EXTRACT:
4.02. Construction Fund. The City hereby creates the "General Obligation Improvement
and Utility Revenue Bonds, Series 2021A Construction Fund" (the "Construction Fund") to be
administered and maintained by the Finance Director as a bookkeeping account separate and apart
from all other funds maintained in the official financial records of the City. The City will maintain
the following accounts in the Construction Fund: the "Assessable Improvements Account" and the
"Utility Improvements Account." Amounts in the Assessable Improvements Account will be used
to construct the Improvements and amounts in the Utility Improvements Account will be used to
construct the Utility Improvements.
(a) Assessable Improvements Account. Proceeds of the Improvement Bonds,
less the appropriations made in Section 4.01(a) hereof, together with any other funds
appropriated for the Improvements and the Taxes collected during the construction of the
Assessable Improvements, will be deposited in the Assessable Improvements Account of the
Construction Fund to be used solely to defray expenses of the Improvements and the payment
of principal of and interest on the Improvement Bonds prior to the completion and payment
of all costs of the Improvements. Any balance remaining in the Assessable Improvements
Account after the Improvements are completed and the cost thereof have been paid may be
used as provided in Minnesota Statutes, section 475.65, under the direction of the City
Council. Thereafter,the Assessable Improvements Account of the Construction Fund is to be
closed and any balance remaining therein and any subsequent collections of the Taxes for the
Improvements are to be deposited in the Assessable Improvements Account of the Debt
Service Fund.

WHAT YOU SHOULD DO: Please carry on the bond resolution text about the construction fund from the point where it stops.

GIVEN RECORDS:
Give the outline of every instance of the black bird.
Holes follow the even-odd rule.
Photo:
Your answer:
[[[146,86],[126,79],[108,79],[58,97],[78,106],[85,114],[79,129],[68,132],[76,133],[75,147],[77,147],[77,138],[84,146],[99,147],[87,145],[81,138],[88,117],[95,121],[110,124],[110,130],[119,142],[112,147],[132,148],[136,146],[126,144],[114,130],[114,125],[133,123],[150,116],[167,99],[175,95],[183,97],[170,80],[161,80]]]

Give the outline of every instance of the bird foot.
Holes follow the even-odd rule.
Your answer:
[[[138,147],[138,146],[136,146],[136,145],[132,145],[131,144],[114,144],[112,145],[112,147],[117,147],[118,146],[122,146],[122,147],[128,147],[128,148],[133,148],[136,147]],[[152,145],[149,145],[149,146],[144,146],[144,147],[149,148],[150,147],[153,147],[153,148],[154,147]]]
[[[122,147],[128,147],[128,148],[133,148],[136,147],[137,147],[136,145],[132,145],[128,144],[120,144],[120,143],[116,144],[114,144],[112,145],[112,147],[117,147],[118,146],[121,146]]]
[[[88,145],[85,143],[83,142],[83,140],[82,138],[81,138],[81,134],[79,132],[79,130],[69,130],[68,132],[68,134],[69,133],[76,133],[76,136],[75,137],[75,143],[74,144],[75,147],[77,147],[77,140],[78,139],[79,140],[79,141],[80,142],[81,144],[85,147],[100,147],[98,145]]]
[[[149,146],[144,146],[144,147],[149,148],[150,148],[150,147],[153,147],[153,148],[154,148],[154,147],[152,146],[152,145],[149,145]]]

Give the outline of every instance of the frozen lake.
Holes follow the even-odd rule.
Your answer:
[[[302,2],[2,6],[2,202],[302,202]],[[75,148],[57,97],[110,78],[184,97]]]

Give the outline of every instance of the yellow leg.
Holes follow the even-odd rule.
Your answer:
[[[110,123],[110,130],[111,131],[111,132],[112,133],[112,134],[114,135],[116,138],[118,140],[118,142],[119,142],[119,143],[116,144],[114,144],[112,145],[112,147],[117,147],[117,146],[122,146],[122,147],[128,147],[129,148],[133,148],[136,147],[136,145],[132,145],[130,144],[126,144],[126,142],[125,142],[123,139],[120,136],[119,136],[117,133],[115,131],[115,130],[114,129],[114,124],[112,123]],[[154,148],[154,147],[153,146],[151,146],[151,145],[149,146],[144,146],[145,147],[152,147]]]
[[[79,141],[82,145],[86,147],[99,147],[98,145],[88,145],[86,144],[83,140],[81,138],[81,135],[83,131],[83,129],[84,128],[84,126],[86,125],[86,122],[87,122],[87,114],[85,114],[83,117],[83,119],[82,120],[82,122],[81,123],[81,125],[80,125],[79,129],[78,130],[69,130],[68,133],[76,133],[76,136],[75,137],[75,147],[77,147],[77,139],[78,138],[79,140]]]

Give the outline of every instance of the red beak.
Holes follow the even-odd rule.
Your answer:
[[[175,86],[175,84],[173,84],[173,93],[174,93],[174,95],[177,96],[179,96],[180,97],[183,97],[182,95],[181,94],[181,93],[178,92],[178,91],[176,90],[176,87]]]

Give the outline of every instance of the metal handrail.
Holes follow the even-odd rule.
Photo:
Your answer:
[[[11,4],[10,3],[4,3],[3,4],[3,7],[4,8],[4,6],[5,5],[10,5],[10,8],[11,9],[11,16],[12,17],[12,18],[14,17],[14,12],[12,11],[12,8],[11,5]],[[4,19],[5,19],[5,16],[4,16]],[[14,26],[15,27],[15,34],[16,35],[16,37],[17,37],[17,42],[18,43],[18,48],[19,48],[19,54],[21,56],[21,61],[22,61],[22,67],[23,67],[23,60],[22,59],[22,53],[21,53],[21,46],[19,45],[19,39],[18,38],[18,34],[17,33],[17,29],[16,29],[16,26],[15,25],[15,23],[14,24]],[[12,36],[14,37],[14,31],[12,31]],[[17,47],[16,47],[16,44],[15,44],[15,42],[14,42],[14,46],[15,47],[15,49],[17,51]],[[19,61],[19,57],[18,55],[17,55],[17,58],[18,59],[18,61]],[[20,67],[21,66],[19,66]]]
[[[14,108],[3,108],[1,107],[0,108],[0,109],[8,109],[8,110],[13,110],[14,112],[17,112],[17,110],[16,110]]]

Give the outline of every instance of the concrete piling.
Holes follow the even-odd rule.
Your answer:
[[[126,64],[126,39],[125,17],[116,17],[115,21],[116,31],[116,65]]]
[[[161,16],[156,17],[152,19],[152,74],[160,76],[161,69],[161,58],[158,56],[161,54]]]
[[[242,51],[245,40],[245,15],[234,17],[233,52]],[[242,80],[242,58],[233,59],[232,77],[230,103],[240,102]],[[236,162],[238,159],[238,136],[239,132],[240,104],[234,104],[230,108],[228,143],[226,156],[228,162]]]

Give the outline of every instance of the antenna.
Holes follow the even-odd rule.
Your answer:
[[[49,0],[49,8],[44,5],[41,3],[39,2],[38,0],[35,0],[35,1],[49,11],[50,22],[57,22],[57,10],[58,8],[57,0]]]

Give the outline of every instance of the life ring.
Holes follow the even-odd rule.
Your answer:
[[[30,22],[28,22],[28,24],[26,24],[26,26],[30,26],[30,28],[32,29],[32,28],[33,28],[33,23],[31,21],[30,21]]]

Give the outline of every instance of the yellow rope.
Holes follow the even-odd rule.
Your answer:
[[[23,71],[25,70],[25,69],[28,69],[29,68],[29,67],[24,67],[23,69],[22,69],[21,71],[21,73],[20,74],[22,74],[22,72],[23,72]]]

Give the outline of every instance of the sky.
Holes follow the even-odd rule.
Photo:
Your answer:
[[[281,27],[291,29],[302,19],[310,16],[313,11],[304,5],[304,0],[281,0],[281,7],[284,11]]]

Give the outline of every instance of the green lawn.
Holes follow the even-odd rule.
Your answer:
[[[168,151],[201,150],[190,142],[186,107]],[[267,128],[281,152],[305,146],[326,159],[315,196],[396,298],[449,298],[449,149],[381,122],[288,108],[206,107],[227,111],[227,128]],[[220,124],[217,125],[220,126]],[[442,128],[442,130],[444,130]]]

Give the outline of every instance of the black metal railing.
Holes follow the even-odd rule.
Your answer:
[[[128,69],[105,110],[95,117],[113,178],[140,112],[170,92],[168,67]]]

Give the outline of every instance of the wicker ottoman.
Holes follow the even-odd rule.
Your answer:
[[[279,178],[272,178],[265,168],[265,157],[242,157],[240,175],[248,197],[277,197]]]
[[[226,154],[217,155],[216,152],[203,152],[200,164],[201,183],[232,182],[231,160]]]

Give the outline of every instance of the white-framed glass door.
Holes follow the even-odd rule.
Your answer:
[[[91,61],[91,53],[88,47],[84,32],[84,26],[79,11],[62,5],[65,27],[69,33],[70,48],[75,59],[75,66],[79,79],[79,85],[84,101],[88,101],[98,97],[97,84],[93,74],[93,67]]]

RESULT FOR THIS EXERCISE:
(b) Utility Improvements Account. Proceeds of the Utility Improvements
Bonds, less the appropriations made in Section 4.01(b)hereof,will be deposited in the Utility
Improvements Account of the Construction Fund to be used solely to defray expenses of the
Utility Improvements. Any balance remaining in the Utility Improvements Account after the
Utility Improvements are completed and the cost thereof have been paid may be used as
provided in Minnesota Statutes, section 475.65, under the direction of the City Council.
Thereafter, the Utility Improvements Account of the Construction Fund is to be closed and
BR291-412-734065.v2 8
any balance remaining therein is to be deposited in the Utility Improvements Account of the
Debt Service Fund.
4.03. Tax Levy for Improvement Bonds. For the purpose of paying the principal of and
interest on the Improvement Bonds,there is hereby levied a direct annual irrepealable ad valorem tax
upon all of the taxable property in the City,which Taxes will be spread upon the tax rolls and collected
with and as part of other general taxes of the City. Such Taxes will be credited to the Assessable
Improvements Account of the Debt Service Fund above provided and will be in the years and amounts
as set forth in Exhibit C.
The tax levy herein provided will be irrepealable until all of the Improvement Bonds are paid,
provided that the City Finance Director may annually, at the time the City makes its tax levies,certify
to the Taxpayer Services Division Manager the amount available in the Assessable Improvements
Account of the Debt Service Fund to pay principal and interest due during the ensuing year on the
Improvement Bonds, and the Taxpayer Services Division Manager will thereupon reduce the levy
collectible during such year by the amount so certified.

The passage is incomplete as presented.